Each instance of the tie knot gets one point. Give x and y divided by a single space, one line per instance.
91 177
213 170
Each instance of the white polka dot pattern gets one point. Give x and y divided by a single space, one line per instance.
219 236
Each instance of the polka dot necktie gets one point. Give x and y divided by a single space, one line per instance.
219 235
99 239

--

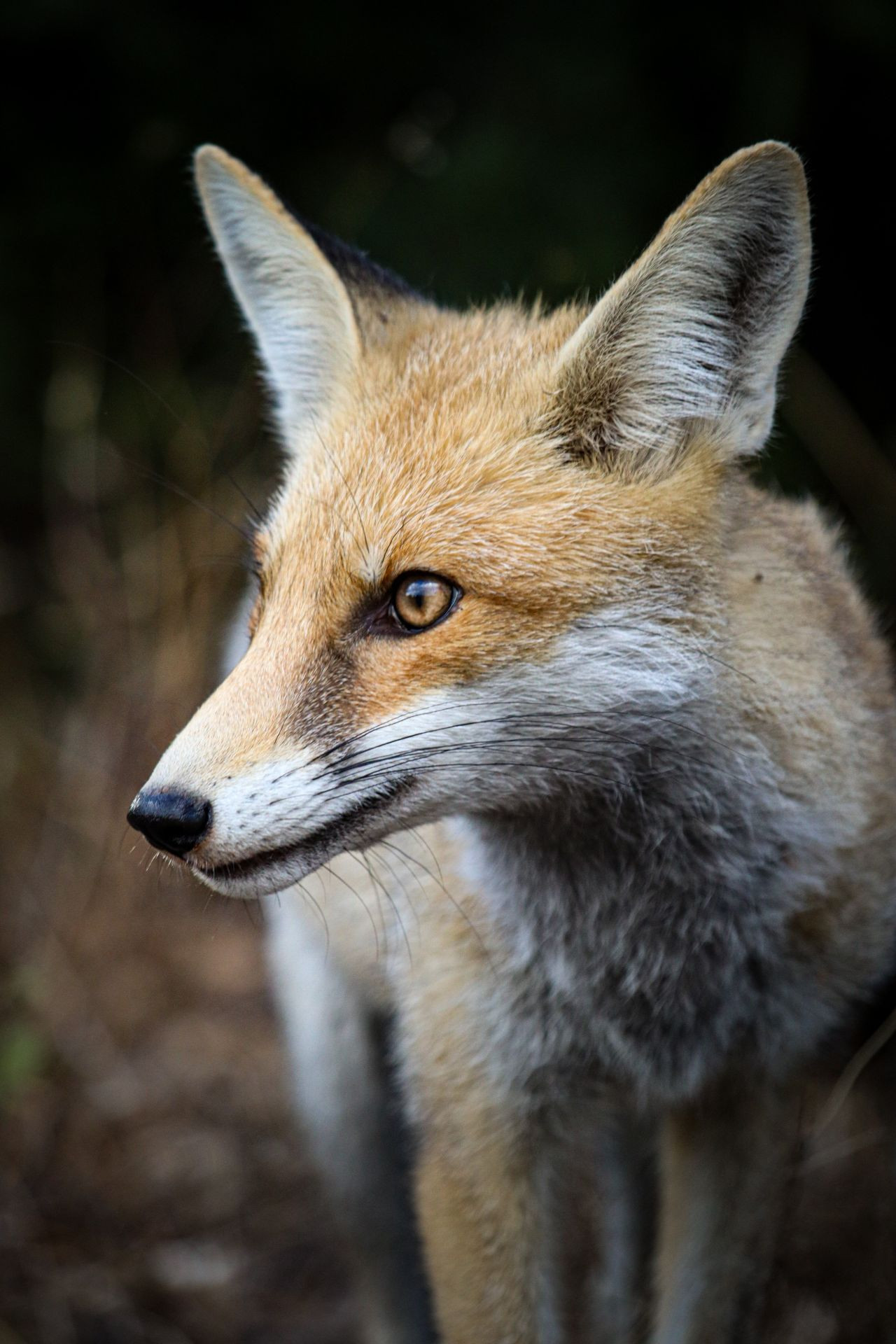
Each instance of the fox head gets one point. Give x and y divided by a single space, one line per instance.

--

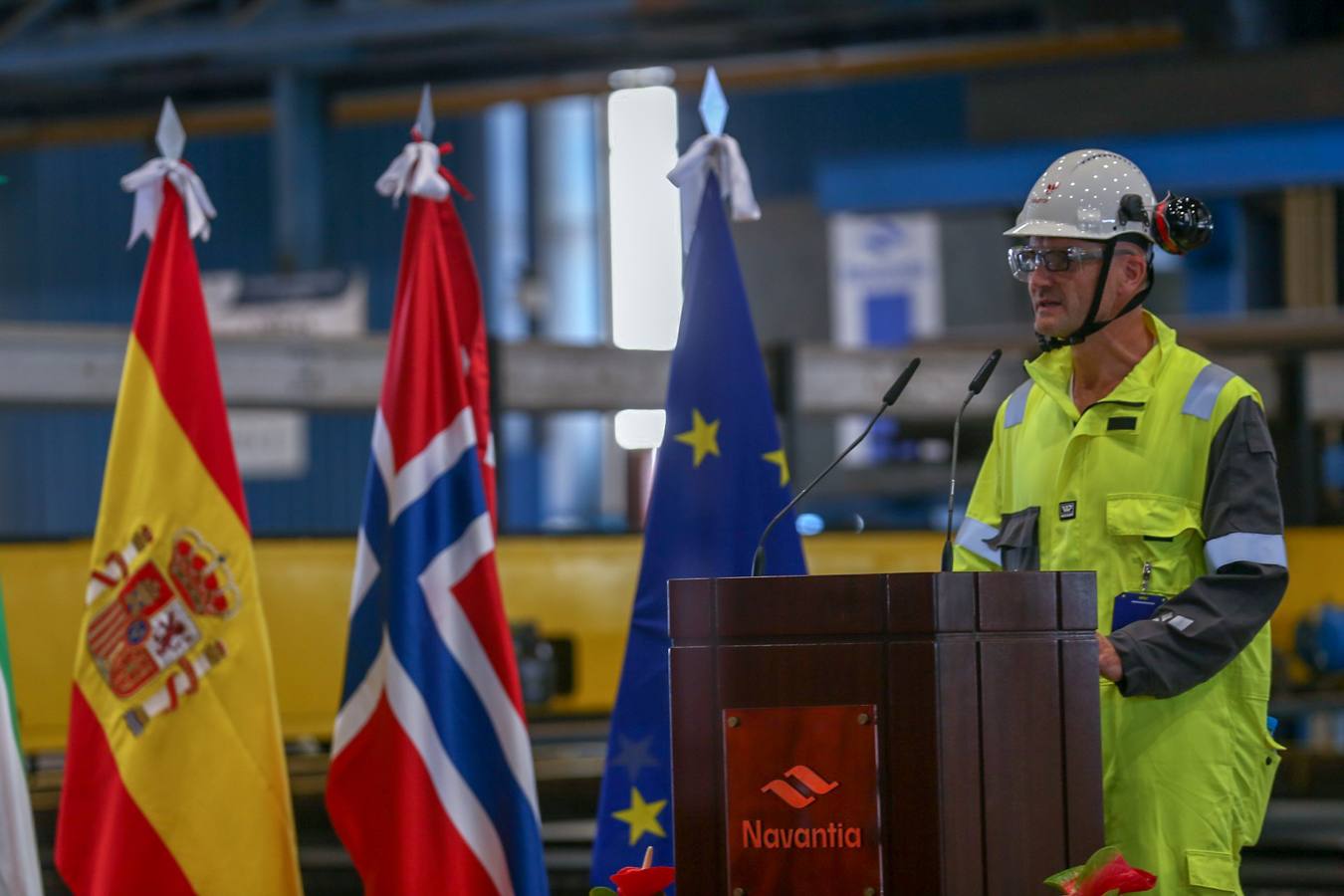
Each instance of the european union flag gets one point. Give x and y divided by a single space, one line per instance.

STATED EXERCISE: Tally the lines in the records above that contain the word "Each", counting only matches with the same capitalization. Reply with the number alone.

SOLUTION TO THIS PROBLEM: 5